Мандельштаму были абсолютно чужды жалобы, наподобие брюсовских, на лживость органов восприятия. Он с готовностью принял бы антропософский постулат, восходящий, через Гете, к Ламарку, о том, что сами органы восприятия суть продукты этого восприятия и уже этим заслуживают доверия[360]. В финале «Путешествия в Армению» тюрьма предстает именно как блокировка каналов восприятия. Пересказывается история плененного персидским царем армянского царя Аршака II, для которого его бывший подданный Дармастат испросил «один добавочный день, полный слышания, вкуса и обоняния, как бывало раньше, когда он развлекался охотой и заботился о древонасаждении» (II, 342). Вкусив прежней свободы всеми органами чувств, Аршак и Дармастат совершили двойное самоубийство. «Автобиографический подтекст этого эпизода – путешествие в Армению как один добавочный день жизни – очевиден», – комментирует М. Л. Гаспаров [2001: 836][361].
Годом позже Мандельштам опишет экспансию тюрьмы, распространившуюся на все пространство жизни человека дантовской эпохи (и ничуть не хуже знакомую советским гражданам[362]):
В подсознаньи итальянского народа тюрьма играла выдающуюся роль. Тюремные кошмары всасывались с молоком матери. Треченто бросало людей в тюрьму с удивительной беспечностью. Обыкновенные тюрьмы были доступны обозрению, как церкви или наши музеи. Интерес к тюрьме эксплуатировался как самими тюремщиками, так и устрашающим аппаратом маленьких государств. Между тюрьмой и свободным наружным миром существовало оживленное общение, напоминающее диффузию – взаимное просачиванье (III, 246).

## Задание
Установите, согласуются ли с фрагментом о Мандельштаме приведенные утверждения, и для каждого ответьте «да» или «нет», дословно процитировав решающие слова текста. (a) В финале «Путешествия в Армению» тюрьма изображена как блокировка каналов восприятия. (b) Аршак совершил самоубийство в одиночку. (c) Обыкновенные тюрьмы треченто были закрыты для обозрения.

## Набор данных
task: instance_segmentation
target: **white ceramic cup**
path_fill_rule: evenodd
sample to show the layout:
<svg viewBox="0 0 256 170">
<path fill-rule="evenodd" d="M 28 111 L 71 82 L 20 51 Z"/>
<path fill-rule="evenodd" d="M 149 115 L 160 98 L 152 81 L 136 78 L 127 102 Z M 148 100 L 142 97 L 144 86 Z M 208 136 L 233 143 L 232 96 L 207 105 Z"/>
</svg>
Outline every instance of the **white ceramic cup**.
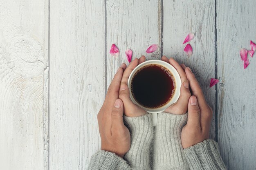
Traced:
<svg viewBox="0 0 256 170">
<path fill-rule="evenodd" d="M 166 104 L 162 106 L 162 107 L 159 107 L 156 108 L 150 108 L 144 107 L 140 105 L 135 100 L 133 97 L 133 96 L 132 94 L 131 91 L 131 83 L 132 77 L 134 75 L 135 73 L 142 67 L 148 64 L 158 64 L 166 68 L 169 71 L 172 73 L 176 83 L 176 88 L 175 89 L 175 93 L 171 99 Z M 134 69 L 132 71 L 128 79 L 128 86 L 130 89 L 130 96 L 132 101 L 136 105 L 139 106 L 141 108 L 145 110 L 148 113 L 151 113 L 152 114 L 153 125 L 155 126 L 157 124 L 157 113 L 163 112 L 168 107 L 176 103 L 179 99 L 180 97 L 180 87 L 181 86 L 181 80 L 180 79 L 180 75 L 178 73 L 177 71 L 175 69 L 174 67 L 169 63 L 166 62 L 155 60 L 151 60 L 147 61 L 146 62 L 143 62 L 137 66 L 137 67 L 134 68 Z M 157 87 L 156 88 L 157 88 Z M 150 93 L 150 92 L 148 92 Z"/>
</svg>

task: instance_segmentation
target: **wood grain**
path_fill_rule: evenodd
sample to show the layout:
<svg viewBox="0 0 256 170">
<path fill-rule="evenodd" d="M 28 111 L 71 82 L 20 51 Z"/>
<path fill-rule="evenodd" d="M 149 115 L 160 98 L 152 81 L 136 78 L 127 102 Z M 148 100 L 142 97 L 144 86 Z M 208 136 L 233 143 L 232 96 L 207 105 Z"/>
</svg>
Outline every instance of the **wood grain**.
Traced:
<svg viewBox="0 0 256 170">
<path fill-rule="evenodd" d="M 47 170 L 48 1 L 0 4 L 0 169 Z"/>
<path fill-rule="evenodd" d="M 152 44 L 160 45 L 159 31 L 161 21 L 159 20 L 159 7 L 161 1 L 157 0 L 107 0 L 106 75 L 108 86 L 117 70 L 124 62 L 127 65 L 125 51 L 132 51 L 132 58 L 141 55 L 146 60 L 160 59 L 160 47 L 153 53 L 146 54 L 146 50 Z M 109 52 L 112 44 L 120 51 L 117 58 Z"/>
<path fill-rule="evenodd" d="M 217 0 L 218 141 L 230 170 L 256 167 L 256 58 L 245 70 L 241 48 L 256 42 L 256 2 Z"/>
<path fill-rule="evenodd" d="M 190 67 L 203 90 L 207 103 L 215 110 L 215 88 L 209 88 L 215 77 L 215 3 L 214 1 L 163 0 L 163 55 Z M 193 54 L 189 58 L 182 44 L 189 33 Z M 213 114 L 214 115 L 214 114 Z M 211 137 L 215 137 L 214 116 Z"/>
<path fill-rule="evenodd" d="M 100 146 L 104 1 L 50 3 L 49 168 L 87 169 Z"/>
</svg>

...

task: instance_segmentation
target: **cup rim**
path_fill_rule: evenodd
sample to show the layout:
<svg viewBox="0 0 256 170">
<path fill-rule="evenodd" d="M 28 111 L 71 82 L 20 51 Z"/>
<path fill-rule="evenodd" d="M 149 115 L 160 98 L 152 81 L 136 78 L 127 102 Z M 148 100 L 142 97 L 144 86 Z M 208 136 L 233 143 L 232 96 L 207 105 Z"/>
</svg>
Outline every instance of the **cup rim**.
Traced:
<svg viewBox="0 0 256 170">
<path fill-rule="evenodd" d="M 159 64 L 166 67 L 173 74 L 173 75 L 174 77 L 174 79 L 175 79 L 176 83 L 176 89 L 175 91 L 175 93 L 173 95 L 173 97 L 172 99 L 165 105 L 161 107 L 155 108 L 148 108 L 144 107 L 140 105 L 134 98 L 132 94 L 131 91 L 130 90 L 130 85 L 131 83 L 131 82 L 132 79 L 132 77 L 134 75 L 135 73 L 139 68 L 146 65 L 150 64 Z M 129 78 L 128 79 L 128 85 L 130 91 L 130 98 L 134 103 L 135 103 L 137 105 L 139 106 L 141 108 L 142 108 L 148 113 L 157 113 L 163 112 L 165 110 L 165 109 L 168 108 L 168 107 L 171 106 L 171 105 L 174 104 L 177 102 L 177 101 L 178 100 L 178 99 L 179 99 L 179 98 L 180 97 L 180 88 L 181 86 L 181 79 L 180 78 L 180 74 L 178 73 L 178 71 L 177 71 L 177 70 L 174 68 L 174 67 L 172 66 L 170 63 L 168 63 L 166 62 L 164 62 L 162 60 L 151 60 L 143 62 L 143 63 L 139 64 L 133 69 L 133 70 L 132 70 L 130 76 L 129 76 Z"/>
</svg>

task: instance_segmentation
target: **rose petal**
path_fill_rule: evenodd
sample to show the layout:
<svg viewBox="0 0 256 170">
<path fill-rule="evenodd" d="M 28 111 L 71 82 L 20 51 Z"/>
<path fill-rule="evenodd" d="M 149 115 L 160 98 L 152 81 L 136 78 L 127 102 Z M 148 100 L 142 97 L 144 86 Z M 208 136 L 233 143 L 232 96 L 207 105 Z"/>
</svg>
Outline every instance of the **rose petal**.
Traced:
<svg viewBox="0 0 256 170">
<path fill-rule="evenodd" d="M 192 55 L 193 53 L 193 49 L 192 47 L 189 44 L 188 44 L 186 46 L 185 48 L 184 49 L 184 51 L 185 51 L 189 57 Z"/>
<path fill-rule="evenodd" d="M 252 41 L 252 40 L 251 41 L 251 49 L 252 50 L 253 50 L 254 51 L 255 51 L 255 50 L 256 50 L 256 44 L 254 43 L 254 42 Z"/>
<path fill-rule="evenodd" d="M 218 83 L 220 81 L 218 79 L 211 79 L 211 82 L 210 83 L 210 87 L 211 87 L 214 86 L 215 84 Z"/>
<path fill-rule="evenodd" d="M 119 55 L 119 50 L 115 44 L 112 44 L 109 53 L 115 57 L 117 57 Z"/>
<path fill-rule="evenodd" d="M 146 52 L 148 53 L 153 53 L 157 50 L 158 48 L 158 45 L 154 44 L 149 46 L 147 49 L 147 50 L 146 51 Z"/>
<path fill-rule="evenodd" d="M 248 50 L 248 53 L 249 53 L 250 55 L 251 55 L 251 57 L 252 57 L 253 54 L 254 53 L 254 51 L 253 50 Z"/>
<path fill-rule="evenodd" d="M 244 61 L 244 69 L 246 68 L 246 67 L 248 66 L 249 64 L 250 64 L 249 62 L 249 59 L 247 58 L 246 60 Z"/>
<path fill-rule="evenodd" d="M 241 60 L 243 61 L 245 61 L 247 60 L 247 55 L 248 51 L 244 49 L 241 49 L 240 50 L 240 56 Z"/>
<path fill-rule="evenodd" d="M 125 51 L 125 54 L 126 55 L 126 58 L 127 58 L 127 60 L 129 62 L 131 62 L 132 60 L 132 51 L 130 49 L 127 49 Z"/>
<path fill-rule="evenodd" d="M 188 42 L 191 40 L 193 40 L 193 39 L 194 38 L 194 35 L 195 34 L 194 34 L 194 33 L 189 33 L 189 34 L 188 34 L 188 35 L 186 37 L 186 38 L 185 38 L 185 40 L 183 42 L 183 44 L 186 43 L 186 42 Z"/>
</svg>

## Ответ
(a) Да: «В финале «Путешествия в Армению» тюрьма предстает именно как блокировка каналов восприятия».
(b) Нет: «Аршак и Дармастат совершили двойное самоубийство».
(c) Нет: «Обыкновенные тюрьмы были доступны обозрению, как церкви или наши музеи».